━━ Material provided
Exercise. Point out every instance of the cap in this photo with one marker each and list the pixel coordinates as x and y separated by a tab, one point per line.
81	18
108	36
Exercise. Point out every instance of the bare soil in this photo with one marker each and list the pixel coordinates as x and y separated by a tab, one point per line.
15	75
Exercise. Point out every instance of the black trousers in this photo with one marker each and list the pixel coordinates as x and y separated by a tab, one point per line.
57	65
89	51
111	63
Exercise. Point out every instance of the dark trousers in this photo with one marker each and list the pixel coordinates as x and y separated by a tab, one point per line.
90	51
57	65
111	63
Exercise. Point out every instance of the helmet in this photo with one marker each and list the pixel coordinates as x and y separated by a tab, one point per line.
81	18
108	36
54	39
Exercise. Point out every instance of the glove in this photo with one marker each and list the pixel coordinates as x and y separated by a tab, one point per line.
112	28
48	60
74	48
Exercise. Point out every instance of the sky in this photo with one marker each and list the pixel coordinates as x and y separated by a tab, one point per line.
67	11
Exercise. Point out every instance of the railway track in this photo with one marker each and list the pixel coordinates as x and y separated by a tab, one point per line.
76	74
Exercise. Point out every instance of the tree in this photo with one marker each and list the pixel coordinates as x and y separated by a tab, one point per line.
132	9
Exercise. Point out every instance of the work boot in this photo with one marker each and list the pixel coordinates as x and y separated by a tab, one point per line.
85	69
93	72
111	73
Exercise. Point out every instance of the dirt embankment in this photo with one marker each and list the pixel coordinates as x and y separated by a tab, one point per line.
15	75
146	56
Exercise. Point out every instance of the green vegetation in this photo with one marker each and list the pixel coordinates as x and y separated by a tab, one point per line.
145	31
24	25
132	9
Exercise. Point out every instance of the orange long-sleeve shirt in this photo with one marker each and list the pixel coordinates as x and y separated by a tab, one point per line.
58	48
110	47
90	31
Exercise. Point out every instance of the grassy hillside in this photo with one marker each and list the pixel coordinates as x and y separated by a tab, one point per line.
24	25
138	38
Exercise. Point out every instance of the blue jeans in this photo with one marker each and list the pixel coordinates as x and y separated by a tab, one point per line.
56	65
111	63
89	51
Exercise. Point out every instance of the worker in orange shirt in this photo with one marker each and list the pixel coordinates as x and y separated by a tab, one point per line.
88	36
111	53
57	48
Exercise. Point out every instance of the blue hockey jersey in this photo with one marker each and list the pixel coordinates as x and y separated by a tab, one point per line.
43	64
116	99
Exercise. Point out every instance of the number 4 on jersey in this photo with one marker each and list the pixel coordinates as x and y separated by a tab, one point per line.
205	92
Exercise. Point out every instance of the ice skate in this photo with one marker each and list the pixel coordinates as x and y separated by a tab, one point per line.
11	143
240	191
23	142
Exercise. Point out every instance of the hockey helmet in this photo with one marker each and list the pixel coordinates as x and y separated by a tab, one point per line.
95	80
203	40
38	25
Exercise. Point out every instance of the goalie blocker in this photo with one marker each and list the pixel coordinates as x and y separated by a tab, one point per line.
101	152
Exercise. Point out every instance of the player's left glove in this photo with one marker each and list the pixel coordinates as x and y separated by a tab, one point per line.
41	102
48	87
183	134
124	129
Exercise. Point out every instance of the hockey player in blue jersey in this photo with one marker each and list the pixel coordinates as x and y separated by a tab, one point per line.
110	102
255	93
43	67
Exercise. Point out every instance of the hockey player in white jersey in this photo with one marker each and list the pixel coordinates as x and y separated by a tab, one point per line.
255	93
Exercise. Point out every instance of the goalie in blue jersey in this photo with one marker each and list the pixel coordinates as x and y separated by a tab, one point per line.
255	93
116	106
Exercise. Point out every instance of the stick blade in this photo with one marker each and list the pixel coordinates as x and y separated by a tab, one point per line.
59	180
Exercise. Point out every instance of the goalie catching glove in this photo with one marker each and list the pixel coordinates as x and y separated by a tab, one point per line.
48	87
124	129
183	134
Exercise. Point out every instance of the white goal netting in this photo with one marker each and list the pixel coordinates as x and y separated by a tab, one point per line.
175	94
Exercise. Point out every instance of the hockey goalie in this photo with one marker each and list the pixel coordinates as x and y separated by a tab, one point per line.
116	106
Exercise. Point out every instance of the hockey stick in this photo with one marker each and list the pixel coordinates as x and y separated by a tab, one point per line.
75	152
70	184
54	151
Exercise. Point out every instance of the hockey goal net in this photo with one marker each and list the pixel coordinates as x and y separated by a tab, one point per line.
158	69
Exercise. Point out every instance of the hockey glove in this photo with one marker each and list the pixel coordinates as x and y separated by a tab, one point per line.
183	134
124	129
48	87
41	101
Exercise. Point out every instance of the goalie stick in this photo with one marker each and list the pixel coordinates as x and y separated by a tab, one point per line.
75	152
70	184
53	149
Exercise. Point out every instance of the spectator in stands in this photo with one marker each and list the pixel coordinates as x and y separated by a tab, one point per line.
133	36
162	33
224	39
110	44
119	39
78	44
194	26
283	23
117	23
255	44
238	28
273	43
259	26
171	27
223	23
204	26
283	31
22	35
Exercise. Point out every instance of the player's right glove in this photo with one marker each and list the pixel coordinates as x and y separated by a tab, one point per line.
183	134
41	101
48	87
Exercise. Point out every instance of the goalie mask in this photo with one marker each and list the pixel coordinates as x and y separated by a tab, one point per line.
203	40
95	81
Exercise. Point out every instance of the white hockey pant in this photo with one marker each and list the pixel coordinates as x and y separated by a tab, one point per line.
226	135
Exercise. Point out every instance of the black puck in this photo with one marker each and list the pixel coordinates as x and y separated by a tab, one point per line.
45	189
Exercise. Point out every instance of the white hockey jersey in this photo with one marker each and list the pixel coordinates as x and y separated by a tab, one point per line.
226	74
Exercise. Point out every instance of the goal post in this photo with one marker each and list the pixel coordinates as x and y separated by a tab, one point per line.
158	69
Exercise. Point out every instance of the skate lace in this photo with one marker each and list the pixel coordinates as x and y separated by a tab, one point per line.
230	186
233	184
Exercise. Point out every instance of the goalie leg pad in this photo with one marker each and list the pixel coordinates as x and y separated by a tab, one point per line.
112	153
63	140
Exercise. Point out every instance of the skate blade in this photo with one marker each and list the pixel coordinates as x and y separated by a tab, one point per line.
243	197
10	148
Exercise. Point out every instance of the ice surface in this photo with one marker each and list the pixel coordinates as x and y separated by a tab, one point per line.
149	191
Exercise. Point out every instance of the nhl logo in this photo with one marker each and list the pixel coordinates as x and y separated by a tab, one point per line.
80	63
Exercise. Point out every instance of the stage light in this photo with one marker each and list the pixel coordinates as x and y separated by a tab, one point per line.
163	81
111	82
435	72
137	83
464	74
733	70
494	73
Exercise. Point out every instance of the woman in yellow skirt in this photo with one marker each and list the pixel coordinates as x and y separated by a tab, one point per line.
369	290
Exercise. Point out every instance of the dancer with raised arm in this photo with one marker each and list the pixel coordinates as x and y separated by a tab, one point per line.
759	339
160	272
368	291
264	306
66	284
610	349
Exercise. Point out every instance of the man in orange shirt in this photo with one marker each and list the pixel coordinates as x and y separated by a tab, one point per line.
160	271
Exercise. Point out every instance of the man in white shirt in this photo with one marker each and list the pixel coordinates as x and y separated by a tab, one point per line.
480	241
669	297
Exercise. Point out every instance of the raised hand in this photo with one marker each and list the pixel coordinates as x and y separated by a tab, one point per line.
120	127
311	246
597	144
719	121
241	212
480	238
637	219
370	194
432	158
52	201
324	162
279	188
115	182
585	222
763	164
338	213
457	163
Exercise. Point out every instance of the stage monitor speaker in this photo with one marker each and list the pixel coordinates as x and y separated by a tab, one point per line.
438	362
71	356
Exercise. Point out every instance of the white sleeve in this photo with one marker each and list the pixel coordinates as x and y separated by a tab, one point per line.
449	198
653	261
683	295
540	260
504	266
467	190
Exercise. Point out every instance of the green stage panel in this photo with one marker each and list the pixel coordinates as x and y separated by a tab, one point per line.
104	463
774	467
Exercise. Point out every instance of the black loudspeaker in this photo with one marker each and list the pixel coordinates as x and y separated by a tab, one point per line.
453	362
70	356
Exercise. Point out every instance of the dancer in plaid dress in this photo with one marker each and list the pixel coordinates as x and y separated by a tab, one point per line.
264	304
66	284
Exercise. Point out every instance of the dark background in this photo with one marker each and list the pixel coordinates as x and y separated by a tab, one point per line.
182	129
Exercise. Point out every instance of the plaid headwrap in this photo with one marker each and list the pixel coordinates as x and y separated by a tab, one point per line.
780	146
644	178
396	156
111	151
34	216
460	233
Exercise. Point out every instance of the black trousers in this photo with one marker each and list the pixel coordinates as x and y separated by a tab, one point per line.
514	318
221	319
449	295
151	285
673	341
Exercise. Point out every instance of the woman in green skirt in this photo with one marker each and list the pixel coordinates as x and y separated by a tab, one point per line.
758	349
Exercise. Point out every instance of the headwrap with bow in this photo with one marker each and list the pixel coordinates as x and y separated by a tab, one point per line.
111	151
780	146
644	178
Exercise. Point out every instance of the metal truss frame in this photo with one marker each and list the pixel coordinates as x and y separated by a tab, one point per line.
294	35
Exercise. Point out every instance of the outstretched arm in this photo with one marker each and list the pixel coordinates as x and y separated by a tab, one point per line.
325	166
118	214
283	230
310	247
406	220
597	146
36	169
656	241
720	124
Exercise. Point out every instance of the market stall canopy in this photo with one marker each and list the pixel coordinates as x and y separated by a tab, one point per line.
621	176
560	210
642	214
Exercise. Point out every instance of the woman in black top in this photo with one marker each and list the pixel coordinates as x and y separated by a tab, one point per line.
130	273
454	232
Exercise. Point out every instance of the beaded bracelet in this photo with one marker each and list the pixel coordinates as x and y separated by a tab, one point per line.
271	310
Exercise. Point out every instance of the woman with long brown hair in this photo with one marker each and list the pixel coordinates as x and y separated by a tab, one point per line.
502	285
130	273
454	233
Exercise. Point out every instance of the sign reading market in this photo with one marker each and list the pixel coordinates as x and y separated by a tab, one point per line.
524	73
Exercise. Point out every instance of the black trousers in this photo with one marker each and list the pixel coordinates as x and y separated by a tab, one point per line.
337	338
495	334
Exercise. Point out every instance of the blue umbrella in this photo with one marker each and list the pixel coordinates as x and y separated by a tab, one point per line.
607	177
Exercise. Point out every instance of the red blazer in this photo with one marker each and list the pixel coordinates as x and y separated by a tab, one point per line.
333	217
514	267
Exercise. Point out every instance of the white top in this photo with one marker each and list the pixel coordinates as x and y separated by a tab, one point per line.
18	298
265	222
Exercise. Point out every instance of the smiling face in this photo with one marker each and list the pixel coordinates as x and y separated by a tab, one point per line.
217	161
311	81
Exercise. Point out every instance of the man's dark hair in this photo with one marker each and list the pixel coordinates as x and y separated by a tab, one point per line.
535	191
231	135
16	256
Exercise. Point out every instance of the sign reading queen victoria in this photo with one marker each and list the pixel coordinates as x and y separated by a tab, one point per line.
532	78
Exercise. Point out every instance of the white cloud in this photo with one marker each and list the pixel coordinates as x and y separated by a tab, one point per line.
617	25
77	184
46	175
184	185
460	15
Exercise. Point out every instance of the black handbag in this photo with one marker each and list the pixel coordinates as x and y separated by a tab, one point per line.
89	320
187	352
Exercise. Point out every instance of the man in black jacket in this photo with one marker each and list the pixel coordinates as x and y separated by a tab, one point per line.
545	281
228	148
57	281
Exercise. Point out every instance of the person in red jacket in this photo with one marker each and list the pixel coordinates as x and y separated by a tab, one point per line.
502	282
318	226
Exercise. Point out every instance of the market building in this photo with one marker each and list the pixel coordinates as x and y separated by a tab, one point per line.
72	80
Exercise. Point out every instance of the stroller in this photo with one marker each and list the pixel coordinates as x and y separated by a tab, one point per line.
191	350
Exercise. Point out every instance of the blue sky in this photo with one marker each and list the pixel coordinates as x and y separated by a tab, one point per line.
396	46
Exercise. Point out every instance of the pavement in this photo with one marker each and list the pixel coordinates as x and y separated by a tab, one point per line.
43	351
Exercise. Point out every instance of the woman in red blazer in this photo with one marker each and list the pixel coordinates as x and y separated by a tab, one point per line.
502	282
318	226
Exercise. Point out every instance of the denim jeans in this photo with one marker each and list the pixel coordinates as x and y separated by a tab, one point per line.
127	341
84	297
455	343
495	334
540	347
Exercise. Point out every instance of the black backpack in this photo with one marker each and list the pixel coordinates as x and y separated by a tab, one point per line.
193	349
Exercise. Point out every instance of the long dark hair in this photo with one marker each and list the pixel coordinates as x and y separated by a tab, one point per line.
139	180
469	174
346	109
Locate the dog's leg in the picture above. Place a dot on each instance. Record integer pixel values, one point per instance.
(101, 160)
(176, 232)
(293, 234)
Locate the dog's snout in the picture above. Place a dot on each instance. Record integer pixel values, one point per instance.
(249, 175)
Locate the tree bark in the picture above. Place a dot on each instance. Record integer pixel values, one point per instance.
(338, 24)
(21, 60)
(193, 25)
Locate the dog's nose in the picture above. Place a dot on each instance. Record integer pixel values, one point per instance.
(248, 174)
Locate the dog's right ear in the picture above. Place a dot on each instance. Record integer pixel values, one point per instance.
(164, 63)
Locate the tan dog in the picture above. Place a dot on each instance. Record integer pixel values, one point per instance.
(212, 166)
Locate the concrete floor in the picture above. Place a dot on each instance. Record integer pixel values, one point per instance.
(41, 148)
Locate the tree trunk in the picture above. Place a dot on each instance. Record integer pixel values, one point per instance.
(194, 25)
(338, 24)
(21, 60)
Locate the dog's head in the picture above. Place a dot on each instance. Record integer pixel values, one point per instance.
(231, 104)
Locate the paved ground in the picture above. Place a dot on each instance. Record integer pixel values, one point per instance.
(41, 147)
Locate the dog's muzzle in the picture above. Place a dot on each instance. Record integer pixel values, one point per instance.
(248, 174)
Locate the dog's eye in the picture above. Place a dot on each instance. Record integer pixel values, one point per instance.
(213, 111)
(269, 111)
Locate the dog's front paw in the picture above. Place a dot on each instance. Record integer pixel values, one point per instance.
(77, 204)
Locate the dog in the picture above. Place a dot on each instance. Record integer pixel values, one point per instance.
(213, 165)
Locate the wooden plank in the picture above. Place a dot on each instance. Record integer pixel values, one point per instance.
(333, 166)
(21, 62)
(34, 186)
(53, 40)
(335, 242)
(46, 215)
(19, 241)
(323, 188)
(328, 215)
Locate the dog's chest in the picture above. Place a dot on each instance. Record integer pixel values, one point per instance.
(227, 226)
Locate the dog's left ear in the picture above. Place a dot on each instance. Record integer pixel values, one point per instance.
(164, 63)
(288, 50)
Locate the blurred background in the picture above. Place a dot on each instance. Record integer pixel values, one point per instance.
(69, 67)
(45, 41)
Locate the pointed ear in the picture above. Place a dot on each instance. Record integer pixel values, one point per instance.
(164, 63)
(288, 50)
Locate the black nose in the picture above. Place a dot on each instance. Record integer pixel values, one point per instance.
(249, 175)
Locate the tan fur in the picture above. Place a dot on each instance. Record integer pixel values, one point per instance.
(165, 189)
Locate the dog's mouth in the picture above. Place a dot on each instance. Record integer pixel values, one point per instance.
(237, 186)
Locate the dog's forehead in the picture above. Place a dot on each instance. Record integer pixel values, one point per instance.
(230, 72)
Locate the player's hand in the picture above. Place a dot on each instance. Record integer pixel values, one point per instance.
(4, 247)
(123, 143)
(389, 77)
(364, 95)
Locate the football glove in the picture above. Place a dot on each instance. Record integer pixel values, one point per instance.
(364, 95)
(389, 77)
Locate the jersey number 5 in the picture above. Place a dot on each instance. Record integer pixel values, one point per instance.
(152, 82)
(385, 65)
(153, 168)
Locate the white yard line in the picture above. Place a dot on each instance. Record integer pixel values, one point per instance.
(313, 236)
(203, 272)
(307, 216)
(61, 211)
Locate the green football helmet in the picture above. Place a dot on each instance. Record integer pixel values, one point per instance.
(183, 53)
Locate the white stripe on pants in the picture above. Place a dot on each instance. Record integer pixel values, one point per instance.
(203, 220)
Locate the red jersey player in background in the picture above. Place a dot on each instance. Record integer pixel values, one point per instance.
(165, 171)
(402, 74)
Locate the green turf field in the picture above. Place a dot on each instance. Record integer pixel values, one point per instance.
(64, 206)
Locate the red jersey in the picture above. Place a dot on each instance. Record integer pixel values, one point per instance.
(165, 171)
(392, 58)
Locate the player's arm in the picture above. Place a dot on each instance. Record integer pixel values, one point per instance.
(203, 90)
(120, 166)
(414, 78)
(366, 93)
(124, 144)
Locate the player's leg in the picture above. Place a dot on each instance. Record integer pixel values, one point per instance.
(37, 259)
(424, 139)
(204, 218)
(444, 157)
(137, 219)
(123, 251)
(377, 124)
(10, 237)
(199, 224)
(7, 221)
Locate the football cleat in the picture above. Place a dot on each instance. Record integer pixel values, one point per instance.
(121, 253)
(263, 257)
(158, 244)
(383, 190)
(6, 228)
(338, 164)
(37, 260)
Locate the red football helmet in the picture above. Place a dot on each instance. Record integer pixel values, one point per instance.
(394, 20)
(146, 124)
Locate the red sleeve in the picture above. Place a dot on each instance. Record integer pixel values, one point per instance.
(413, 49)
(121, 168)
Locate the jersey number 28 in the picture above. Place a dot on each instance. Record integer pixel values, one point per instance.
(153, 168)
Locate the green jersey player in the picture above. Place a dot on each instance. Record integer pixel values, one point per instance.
━━━━
Repeat, exactly and only, the lines above from the one containing "Locate the football cleat" through the end of the material.

* [Response to the exercise]
Locate the football cleat in the picture above. Place a dot on each instance. Record integer pixel values, one point per instance.
(121, 253)
(263, 257)
(158, 244)
(383, 190)
(6, 228)
(338, 164)
(37, 260)
Locate the red football helmet in the picture above. Place a dot on each instance. Record integer pixel values, one point per instance.
(394, 20)
(146, 124)
Locate the red sleeve in the picture above. Place a dot on each instance. Record integer pixel values, one point per instance.
(413, 49)
(121, 168)
Locate the jersey number 28 in the picture above. Place a dot on each instance. Record integer pixel values, one point per instance.
(153, 168)
Locate the green jersey player in the picture above. Place a dot on each instance. Record integer pixel values, one point per instance.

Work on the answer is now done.